#### [Your goal]
Arrange all of the data below as a two-column CSV headed "directive" and "reply," with one row per directive and its reply. Enclose each value in a single quoted field, with its line breaks replaced by spaces.
........
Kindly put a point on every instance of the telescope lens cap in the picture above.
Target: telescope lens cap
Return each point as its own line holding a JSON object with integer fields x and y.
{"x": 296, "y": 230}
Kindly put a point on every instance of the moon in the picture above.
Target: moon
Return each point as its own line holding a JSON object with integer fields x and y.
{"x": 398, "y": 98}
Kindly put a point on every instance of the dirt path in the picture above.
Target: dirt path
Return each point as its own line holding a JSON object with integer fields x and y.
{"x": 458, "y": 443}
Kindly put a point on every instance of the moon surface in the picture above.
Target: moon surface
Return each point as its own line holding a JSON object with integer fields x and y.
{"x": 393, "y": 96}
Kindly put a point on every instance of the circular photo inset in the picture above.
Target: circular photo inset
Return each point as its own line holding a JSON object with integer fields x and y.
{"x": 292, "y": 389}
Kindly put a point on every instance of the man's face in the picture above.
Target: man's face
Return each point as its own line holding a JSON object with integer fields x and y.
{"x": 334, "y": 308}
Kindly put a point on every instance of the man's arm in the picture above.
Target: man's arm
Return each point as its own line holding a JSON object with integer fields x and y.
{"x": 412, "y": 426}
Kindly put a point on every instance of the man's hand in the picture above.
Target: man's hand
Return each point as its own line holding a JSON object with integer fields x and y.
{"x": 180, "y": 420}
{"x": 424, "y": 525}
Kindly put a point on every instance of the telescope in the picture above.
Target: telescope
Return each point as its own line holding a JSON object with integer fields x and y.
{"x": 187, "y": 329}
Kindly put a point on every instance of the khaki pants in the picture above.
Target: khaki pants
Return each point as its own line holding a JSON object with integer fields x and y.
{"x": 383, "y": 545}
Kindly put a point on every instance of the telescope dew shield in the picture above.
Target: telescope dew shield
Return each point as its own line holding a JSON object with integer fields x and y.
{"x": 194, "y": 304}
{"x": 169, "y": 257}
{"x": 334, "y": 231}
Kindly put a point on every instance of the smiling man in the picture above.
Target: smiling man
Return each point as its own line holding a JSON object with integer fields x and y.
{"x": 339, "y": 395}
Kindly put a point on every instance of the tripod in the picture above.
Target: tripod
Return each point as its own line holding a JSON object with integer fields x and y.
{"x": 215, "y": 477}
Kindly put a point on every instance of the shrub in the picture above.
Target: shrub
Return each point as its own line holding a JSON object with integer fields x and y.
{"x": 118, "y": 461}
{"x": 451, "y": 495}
........
#### [Solution to the exercise]
directive,reply
"Kindly put a point on every instance of the telescope lens cap in the picture above. Target: telescope lens cap Return each point as its own line holding a JSON object with integer fields x and y.","{""x"": 296, ""y"": 230}"
"Kindly put a point on every instance of the moon in the picture above. Target: moon Return each point as its own line holding a JSON object with integer fields x and y.","{""x"": 398, ""y"": 98}"
"Kindly put a point on every instance of the dirt path in the picture above. Target: dirt path Return each point as its own line holding a JSON object with integer fields x and y.","{""x"": 458, ""y"": 443}"
"Kindly put a point on every instance of the moon surface in the picture above. Target: moon surface Return each point as its own line holding a JSON object with integer fields x and y.","{""x"": 393, ""y"": 96}"
"Kindly put a point on every instance of the circular photo inset in the picture above. Target: circular photo inset Return each point as its own line holding a JSON object with integer fields x and y.","{""x"": 292, ""y"": 389}"
"Kindly put a point on every instance of the man's face in the picture above. Target: man's face Return each point as its own line holding a JSON object with integer fields x and y.","{""x"": 334, ""y"": 308}"
"Kindly put a point on every instance of the man's arm in the picture above. Target: man's arm Return each point as its own line holding a JSON object with integer fields x and y.","{""x"": 412, ""y"": 426}"
"Kindly put a point on every instance of the man's hand in the picture above. Target: man's hand Return each point as its own line holding a JSON object with integer fields x and y.","{""x"": 180, ""y"": 420} {""x"": 424, ""y"": 525}"
"Kindly put a point on every instance of the telescope in the picture above. Target: telescope Return each point as its own line holding a JSON object with integer fields x and y.","{""x"": 187, ""y"": 329}"
"Kindly put a point on every instance of the khaki pants in the picture above. Target: khaki pants Return each point as its own line holding a JSON object with integer fields x and y.","{""x"": 383, ""y"": 545}"
"Kindly put a point on every instance of the telescope dew shield in the picture above. Target: telescope dew shield Return each point as its own line holding a JSON object with integer fields x and y.","{""x"": 194, ""y"": 304} {""x"": 169, ""y"": 257} {""x"": 334, ""y"": 231}"
"Kindly put a point on every instance of the smiling man in the picture above. Target: smiling man Return each point as its own line holding a JSON object with integer fields x and y.","{""x"": 339, ""y"": 395}"
"Kindly put a point on every instance of the tripod in the picture above. Target: tripod Return each point as its own line holding a JSON object with integer fields x and y.","{""x"": 215, ""y"": 477}"
"Kindly put a point on every instance of the shrub in the picture above. Target: shrub Return each point as its own line holding a JSON object with integer fields x and y.","{""x"": 118, ""y"": 461} {""x"": 451, ""y"": 495}"